> **Your goal**:
Repeat exactly the lines from the line containing "Reviewer note: every instance of the wooden" to the last line of the listing, including both.

> **Point annotations for photos**:
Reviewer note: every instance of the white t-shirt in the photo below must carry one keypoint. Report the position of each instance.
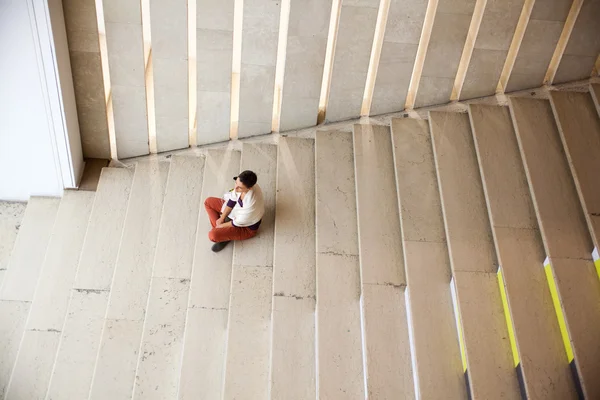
(246, 212)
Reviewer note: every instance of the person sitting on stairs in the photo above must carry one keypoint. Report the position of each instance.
(236, 216)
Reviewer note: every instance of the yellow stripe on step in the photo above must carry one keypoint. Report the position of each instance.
(596, 257)
(461, 340)
(558, 308)
(509, 324)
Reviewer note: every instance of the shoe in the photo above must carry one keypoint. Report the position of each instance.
(219, 246)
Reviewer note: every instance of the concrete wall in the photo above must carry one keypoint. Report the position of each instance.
(40, 151)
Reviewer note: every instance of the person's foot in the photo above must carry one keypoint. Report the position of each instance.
(219, 246)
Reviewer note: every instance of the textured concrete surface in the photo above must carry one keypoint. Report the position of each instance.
(340, 368)
(398, 54)
(435, 341)
(583, 46)
(465, 215)
(249, 333)
(472, 257)
(539, 42)
(60, 264)
(84, 49)
(214, 44)
(560, 217)
(258, 251)
(294, 275)
(491, 47)
(387, 350)
(520, 253)
(351, 59)
(304, 62)
(259, 55)
(448, 35)
(105, 228)
(179, 218)
(563, 226)
(29, 249)
(377, 205)
(579, 127)
(11, 216)
(123, 21)
(32, 369)
(159, 358)
(202, 366)
(117, 357)
(13, 316)
(80, 339)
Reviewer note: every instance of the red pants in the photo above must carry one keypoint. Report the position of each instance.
(213, 207)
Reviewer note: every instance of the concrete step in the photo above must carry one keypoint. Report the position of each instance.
(249, 326)
(579, 127)
(33, 368)
(21, 278)
(435, 347)
(202, 365)
(117, 356)
(292, 373)
(11, 215)
(80, 336)
(538, 351)
(567, 241)
(595, 92)
(339, 341)
(386, 349)
(159, 359)
(488, 358)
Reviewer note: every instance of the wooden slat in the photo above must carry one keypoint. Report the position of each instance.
(491, 48)
(520, 254)
(448, 35)
(257, 76)
(351, 59)
(127, 75)
(398, 55)
(304, 63)
(436, 351)
(583, 46)
(473, 259)
(539, 42)
(214, 52)
(566, 239)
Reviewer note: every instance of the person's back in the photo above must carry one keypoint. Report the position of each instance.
(237, 216)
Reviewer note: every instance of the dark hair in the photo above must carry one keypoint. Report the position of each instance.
(248, 178)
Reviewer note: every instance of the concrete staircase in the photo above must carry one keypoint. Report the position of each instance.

> **Solution to this problem**:
Reviewer note: every instance of the wooden slat in the photo above must carry one keypoint. Report the position of each instance.
(491, 48)
(520, 254)
(448, 35)
(257, 76)
(351, 59)
(127, 75)
(398, 55)
(304, 63)
(436, 351)
(583, 46)
(473, 259)
(539, 42)
(214, 52)
(566, 239)
Reviewer note: every instance of the person's back in the photo above must carry one keypoint. Report the position of each instance.
(237, 216)
Reviewer note: every instance of the dark hair in the photo above must carry one keypoint. Report the position of each instance.
(248, 178)
Reviewer note: every instance of the concrete staircase in the photo above must carry one keypoint. Report the position of each instance.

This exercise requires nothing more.